Exercise requirements
Copy the rows below verbatim, from the line containing "Question: can you spot any green stem" through the line containing "[103, 263, 184, 300]", both included. Give only those lines.

Given data
□ □ □ □ □
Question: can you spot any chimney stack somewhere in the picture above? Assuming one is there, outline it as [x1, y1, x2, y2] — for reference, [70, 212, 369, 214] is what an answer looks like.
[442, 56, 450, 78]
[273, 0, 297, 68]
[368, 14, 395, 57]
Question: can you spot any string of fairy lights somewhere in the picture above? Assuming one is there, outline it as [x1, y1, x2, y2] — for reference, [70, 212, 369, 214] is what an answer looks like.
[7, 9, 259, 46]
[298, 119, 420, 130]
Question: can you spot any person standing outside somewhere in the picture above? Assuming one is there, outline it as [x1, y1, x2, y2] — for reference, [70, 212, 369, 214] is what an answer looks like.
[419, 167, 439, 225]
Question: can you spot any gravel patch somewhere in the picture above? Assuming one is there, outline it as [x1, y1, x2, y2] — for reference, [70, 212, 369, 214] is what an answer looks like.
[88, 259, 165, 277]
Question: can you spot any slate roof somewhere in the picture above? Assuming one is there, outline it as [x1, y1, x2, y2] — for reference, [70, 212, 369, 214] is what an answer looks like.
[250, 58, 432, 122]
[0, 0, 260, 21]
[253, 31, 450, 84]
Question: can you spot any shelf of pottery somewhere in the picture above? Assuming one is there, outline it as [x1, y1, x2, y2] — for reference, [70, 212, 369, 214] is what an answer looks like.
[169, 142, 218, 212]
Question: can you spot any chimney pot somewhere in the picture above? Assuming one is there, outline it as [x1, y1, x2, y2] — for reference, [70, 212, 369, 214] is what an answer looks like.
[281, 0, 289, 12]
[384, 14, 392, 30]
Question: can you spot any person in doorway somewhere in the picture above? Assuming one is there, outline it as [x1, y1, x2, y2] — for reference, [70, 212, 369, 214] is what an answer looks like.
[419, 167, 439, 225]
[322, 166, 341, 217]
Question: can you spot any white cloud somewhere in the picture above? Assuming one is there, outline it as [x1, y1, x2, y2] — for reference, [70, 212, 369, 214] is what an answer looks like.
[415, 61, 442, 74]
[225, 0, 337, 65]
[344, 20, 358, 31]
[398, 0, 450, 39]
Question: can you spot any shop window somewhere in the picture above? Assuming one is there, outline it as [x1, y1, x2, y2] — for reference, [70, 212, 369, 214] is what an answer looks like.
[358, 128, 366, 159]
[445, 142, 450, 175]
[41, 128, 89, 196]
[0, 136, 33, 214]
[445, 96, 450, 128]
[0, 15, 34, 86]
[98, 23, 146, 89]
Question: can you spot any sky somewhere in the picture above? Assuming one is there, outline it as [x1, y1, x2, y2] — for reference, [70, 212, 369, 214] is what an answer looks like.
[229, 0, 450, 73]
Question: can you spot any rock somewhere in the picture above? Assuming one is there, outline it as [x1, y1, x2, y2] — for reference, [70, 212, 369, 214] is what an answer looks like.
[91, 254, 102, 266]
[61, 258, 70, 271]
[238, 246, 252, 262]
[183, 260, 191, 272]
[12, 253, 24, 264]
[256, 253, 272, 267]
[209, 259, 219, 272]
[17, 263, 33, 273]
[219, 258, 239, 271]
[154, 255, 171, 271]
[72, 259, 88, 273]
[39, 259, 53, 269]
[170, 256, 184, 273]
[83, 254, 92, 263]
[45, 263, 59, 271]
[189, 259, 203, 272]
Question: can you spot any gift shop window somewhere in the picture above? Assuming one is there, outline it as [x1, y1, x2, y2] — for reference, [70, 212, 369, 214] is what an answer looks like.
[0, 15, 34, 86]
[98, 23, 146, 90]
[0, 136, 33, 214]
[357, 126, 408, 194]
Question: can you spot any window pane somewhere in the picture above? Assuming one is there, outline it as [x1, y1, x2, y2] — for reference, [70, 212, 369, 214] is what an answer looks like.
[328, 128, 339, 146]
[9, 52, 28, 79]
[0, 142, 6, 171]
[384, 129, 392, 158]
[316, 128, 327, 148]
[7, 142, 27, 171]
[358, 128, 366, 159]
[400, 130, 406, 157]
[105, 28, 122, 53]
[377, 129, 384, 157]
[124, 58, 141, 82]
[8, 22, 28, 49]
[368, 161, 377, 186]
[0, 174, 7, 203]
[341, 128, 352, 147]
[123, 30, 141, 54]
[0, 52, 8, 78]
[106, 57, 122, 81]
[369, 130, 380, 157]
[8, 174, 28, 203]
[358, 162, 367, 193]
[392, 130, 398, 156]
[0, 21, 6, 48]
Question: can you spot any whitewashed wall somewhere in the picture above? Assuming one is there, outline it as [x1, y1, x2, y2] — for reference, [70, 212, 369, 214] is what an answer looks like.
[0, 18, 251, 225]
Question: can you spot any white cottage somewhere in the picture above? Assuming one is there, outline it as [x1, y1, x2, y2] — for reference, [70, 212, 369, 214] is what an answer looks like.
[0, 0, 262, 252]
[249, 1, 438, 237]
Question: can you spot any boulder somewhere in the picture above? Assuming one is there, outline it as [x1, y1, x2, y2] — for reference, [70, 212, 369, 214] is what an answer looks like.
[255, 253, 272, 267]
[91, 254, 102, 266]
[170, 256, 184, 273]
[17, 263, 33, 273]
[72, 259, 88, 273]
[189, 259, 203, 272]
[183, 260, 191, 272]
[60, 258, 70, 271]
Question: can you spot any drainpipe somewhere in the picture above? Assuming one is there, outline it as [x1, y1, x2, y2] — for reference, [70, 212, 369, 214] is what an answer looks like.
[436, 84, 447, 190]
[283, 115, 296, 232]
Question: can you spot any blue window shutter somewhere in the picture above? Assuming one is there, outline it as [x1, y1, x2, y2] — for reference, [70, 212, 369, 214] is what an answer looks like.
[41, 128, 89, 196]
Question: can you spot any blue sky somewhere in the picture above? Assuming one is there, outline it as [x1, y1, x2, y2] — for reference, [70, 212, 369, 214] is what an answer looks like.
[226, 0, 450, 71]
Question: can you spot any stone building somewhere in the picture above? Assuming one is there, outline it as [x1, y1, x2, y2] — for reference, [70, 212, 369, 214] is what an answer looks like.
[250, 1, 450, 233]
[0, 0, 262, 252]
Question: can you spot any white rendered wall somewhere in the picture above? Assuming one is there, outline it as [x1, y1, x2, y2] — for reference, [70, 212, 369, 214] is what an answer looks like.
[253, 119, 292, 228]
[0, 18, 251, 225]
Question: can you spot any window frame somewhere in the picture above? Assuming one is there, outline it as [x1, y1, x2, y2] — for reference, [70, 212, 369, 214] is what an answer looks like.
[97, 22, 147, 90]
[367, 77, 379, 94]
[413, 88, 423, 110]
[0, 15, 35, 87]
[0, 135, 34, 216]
□ □ □ □ □
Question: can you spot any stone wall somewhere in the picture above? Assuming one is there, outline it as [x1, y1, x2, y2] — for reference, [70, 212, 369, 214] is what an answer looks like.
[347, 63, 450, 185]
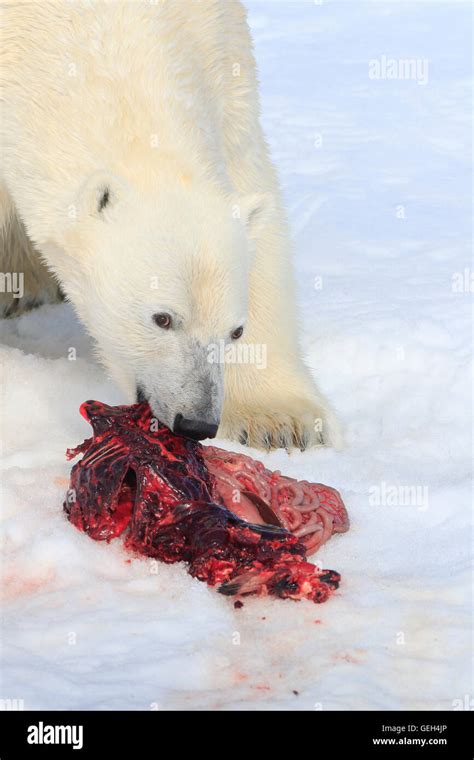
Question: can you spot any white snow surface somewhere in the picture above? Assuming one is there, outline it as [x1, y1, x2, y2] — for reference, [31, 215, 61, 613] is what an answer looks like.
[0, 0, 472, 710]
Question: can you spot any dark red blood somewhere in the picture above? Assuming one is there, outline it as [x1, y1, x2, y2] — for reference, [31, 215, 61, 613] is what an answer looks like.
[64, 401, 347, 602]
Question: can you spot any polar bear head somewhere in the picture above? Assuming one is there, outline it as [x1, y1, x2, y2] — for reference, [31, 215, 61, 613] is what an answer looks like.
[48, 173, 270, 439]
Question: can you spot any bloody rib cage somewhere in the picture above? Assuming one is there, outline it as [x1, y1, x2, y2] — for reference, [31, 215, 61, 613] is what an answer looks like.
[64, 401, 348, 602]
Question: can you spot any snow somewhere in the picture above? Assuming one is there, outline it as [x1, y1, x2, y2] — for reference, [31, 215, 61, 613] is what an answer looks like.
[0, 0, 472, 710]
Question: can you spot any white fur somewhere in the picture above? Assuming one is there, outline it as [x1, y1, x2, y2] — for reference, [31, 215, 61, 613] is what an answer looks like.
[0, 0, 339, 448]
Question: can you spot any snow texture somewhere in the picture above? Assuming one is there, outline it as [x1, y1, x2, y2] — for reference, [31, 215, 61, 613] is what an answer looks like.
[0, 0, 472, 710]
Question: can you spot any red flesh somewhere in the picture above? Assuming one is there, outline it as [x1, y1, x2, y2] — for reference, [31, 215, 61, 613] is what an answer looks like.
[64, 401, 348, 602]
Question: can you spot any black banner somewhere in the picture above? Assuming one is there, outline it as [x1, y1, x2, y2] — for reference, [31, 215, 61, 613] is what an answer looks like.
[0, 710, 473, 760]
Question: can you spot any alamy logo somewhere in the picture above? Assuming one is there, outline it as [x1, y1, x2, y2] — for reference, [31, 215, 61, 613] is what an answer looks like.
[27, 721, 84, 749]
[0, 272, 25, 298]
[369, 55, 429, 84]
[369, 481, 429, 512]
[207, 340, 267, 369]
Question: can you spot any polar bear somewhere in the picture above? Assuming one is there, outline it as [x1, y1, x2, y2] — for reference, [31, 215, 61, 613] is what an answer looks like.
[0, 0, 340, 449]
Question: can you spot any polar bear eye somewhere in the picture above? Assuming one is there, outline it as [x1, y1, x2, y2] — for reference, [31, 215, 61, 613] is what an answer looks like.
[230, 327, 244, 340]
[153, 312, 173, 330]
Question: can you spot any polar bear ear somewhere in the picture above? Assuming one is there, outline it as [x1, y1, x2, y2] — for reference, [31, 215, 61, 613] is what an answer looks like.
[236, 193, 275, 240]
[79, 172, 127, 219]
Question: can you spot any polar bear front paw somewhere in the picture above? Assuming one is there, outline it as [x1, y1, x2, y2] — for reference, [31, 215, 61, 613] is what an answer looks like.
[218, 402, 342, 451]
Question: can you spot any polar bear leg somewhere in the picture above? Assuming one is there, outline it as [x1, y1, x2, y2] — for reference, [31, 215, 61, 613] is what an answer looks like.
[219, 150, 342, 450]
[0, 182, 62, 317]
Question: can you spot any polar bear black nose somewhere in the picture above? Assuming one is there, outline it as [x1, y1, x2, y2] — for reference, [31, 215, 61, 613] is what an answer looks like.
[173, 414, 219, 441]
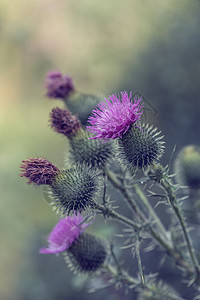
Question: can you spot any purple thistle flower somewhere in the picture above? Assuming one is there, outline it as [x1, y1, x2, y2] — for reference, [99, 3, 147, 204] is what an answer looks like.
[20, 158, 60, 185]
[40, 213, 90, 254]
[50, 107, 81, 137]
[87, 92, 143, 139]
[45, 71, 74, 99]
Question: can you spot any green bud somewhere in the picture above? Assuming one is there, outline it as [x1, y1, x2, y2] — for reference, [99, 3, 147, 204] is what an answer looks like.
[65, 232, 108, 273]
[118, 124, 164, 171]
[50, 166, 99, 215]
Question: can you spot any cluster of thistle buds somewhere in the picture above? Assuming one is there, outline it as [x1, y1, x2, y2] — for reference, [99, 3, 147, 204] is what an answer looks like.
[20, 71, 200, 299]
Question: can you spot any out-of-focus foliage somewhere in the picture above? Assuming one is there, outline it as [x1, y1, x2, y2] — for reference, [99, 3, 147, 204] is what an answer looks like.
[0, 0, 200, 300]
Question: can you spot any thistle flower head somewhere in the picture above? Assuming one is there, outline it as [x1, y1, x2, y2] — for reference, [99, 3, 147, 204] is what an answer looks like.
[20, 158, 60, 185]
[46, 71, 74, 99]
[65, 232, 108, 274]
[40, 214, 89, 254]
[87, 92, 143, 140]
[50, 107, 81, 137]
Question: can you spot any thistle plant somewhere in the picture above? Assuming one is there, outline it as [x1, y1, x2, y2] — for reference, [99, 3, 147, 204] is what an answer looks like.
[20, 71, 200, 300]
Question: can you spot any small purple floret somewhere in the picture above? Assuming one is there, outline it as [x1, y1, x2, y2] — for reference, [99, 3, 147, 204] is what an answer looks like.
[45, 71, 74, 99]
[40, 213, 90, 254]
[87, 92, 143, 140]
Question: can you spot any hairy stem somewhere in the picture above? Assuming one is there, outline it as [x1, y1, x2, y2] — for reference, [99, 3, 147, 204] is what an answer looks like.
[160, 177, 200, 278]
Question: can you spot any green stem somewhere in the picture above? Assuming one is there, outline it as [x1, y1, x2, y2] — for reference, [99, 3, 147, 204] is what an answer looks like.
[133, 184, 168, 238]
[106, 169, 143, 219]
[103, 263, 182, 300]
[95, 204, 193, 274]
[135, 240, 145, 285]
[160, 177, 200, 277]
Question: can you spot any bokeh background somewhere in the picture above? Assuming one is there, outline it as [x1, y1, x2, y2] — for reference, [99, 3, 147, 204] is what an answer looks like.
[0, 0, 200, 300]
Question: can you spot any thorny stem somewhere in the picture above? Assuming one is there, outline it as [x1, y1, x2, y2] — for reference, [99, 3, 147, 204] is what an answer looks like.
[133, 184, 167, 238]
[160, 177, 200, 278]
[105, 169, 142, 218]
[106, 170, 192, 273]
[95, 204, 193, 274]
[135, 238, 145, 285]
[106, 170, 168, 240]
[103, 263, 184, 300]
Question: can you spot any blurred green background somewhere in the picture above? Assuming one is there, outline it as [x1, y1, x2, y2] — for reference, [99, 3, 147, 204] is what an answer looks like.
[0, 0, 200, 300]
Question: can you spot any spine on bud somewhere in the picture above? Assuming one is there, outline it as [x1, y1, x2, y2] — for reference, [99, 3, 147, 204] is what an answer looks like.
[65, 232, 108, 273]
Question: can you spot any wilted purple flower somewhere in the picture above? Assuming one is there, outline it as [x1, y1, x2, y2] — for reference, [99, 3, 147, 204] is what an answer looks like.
□ □ □ □ □
Output for this task
Question: can you spot any green stem somewhere in the picture above? Assuming one is there, outline it as [x1, y1, x2, y2] — for reference, [99, 3, 147, 204] is what an answer looks like.
[133, 184, 168, 238]
[106, 169, 143, 219]
[103, 263, 182, 300]
[95, 204, 193, 274]
[135, 240, 145, 285]
[160, 177, 200, 277]
Question: can you spot any bokeh background somewhere in the picture above? Assuming one is there, outline it as [x1, y1, x2, y2] — for reference, [99, 3, 147, 204] is what an answer looks like.
[0, 0, 200, 300]
Question: can you spot any thorny stem somewhere in the picture above? Assuming one is there, outline it as [x1, y1, x2, y2] — for reference, [99, 3, 147, 204] is what an answer looks like.
[133, 184, 167, 238]
[160, 177, 200, 278]
[105, 169, 142, 218]
[106, 170, 192, 273]
[95, 204, 193, 274]
[135, 238, 145, 285]
[106, 170, 168, 240]
[103, 263, 184, 300]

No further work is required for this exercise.